> PASSAGE EXTRAIT:

══════

Dix ans de Partenariat: vers un
rééquilibrage des relations euro-méditerranéennes?
Neila AKRIMI
À
l’occasion du dixième anniversaire de la conférence de Barcelone, nous ne
devrions pas laisser passer l’occasion de tenter de dresser un bilan d’un
processus entrepris alors, le Processus de Barcelone.
Le
Partenariat euro-méditerranéen fête ses dix ans dans l’incertitude. Les
objectifs affichés en 1995 à Barcelone – croissance économique, stabilité
politique, dialogue renouvelé entre les sociétés des deux rives de la
Méditerranée – sont loin d’être remplis, même si le cadre de fonctionnement du
Partenariat semble désormais ancré dans les institutions et les esprits.
Dans un document daté
du 6 septembre 20004, la Commission de l’UE relevait les problèmes suivants
ayant affecté le processus:
-
les difficultés du
processus de paix au Moyen-Orient;
-
des procédures de
négociation et de ratification des accords d’association plus longues que
prévu;
-
un esprit de
partenariat n’ayant pas toujours abouti aux résultats escomptés en matière
de droits de l’homme;
-
les difficultés à
appliquer la politique de transition économique prévue par certains
partenaires;
-
le faible volume
des échanges sud-sud et un niveau des investissements qui reste inférieur
aux perspectives prévues;
-
la mise en œuvre
du programme MEDA freinée par des problèmes de procédures.

══════

> TRAVAIL À EFFECTUER:
(a) Répondez, d'après le passage extrait, aux questions suivantes :
(i) En quelle année les objectifs du Partenariat ont-ils été affichés à Barcelone ?
(ii) Quel anniversaire de la conférence de Barcelone le passage évoque-t-il ?
(iii) Quel programme a vu sa mise en œuvre freinée par des problèmes de procédures ?
(b) Recopiez mot pour mot la partie du passage extrait qui débute aux mots « Neila AKRIMI » et s'achève après les mots « et les esprits. ».

══════

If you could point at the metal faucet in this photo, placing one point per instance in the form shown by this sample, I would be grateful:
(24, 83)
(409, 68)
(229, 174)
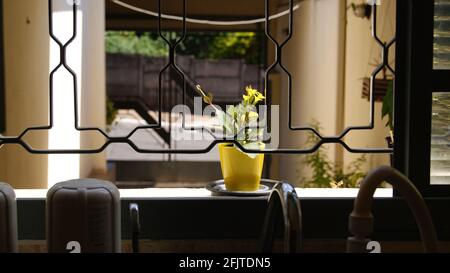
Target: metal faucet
(284, 205)
(361, 219)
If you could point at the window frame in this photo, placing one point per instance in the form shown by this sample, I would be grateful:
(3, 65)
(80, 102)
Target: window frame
(415, 83)
(2, 75)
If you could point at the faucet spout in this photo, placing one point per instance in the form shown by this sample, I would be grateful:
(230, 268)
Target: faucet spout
(361, 219)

══════

> RÉSULTATS DE L'EXERCICE:
(a)
(i) En 1995.
(ii) Le dixième anniversaire.
(iii) Le programme MEDA.

(b)
Neila AKRIMI
À
l’occasion du dixième anniversaire de la conférence de Barcelone, nous ne
devrions pas laisser passer l’occasion de tenter de dresser un bilan d’un
processus entrepris alors, le Processus de Barcelone.
Le
Partenariat euro-méditerranéen fête ses dix ans dans l’incertitude. Les
objectifs affichés en 1995 à Barcelone – croissance économique, stabilité
politique, dialogue renouvelé entre les sociétés des deux rives de la
Méditerranée – sont loin d’être remplis, même si le cadre de fonctionnement du
Partenariat semble désormais ancré dans les institutions et les esprits.